■ **Source text**:
start

For all that Janice Galloway’s The Trick is to Keep Breathing might present itself as a standard novel on a surface level, within its first few pages it has already laid out a plethora of typographical experimentations that begin to subvert the traditional ‘novel’ form. In a book that on so many levels deals with the nature of facades and playing up to roles within society, Galloway’s typographical meandering between established conventions and more outré divergences presents a narrative that is often unsettling in both form and content. Not content merely to describe protagonist Joy Stone’s state of mind to us, Galloway places the reader directly within that mindset, and through a variety of techniques, attempts to enable us to see the world through her eyes.
In a book where drowning plays such a prominent role, there is the notion of drowning within the physical text of the novel on more than one occasion. Going against established formulae for numeric chapter headings, Galloway instead inserts an enigmatic ‘ooo’ as a placeholder throughout the novel. Without a steadily increasing chapter number to guide the reader through the novel, the reader is effectively lost within the chronology of events, with no pointers to guide their way – instead they are submerged straight into Joy’s life, without any introduction as to who she is or her situation. It is only through sustained exposure to Joy’s way of seeing things that we begin to unravel her state of affairs; as she begins the novel: ‘I watch myself from the corner of the room’ – the reader also finds themselves watching Joy, from the depths of her own perspective.

end

■ **Dataset rows**:
start

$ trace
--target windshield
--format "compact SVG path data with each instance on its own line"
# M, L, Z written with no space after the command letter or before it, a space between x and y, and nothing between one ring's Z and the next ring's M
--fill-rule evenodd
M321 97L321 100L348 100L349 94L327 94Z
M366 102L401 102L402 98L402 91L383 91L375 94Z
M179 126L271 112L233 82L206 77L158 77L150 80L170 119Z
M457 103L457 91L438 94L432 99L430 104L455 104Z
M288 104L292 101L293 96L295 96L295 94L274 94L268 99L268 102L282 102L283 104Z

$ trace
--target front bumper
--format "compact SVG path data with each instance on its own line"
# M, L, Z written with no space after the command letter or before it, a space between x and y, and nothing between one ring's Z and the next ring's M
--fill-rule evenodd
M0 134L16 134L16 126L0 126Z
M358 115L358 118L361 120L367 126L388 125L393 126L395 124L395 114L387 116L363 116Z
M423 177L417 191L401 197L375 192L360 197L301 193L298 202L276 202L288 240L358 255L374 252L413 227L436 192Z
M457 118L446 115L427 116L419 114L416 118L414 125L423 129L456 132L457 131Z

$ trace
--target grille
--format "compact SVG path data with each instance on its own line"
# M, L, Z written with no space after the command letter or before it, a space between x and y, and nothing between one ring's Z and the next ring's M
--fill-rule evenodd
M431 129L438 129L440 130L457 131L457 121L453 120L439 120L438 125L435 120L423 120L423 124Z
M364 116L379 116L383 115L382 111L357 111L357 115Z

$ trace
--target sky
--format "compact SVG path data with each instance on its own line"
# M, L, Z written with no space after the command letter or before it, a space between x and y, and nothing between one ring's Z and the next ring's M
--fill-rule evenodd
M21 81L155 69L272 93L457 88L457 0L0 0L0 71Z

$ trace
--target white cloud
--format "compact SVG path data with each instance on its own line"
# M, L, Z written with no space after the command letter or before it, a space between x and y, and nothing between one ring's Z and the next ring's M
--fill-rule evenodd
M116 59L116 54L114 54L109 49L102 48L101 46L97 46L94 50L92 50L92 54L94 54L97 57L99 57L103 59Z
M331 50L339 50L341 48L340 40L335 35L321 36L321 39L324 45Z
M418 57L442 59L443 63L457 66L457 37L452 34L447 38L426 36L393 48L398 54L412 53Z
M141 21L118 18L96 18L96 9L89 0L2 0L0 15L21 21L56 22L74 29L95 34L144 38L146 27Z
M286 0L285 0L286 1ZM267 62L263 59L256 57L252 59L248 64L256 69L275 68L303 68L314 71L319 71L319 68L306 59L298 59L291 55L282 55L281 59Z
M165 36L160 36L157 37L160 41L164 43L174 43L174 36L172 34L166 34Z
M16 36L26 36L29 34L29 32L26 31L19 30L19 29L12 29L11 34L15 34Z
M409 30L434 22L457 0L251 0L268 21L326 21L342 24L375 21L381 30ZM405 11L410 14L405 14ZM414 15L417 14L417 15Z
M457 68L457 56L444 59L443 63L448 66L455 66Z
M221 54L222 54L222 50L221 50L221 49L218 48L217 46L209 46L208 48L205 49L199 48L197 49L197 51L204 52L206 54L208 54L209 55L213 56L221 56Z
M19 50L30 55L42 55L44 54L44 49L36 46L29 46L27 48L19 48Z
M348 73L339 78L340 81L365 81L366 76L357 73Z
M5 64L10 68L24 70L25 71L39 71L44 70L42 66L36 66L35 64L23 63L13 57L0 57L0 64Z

end

■ **Tasks for this exercise**:
1. List every word or phrase that the passage about The Trick is to Keep Breathing sets inside single quotation marks.
2. Reproduce the passage about The Trick is to Keep Breathing word for word, starting with "For all that" and going on through "through her eyes.".

■ **Replies**:
1.
- novel
- ooo
- I watch myself from the corner of the room

2.
For all that Janice Galloway’s The Trick is to Keep Breathing might present itself as a standard novel on a surface level, within its first few pages it has already laid out a plethora of typographical experimentations that begin to subvert the traditional ‘novel’ form. In a book that on so many levels deals with the nature of facades and playing up to roles within society, Galloway’s typographical meandering between established conventions and more outré divergences presents a narrative that is often unsettling in both form and content. Not content merely to describe protagonist Joy Stone’s state of mind to us, Galloway places the reader directly within that mindset, and through a variety of techniques, attempts to enable us to see the world through her eyes.